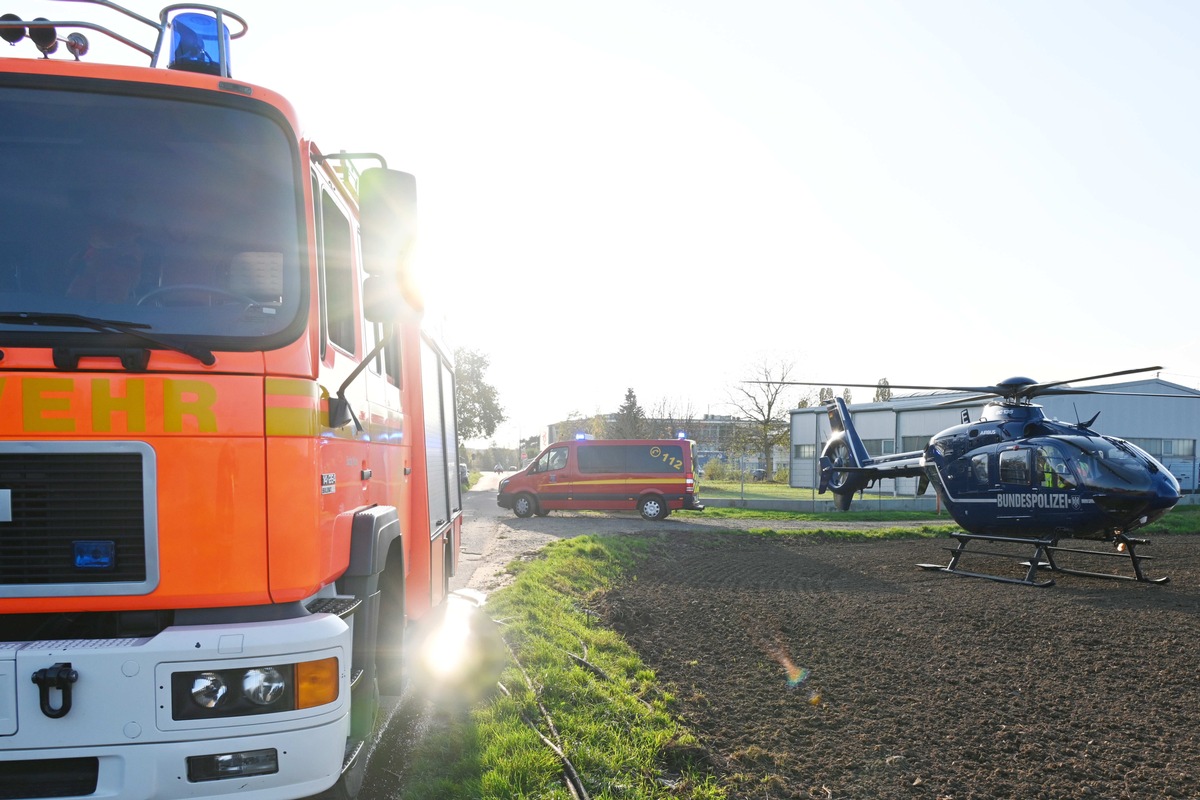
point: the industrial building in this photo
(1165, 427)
-=-=-=-=-
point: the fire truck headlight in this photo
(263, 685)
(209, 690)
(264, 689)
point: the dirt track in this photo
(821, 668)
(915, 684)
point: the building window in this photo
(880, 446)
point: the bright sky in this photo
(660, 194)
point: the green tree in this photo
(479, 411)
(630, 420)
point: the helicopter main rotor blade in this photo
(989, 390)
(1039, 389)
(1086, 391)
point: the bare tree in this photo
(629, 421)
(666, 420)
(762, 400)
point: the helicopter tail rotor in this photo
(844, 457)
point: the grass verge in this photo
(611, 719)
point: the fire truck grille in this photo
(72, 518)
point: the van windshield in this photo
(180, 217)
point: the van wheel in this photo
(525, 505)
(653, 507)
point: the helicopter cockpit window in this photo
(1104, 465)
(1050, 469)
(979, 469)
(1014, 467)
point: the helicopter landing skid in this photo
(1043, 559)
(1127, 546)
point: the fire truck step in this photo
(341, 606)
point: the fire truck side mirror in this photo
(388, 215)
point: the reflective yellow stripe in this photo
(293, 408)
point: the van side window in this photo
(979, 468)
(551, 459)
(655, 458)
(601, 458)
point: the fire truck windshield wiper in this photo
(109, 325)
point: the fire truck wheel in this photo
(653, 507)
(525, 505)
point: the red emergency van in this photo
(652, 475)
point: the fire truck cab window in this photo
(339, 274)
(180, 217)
-=-=-=-=-
Find every line above that contains the word "tree", and copy each one.

# The output
point: the green tree in this photo
point: the bare tree in this photo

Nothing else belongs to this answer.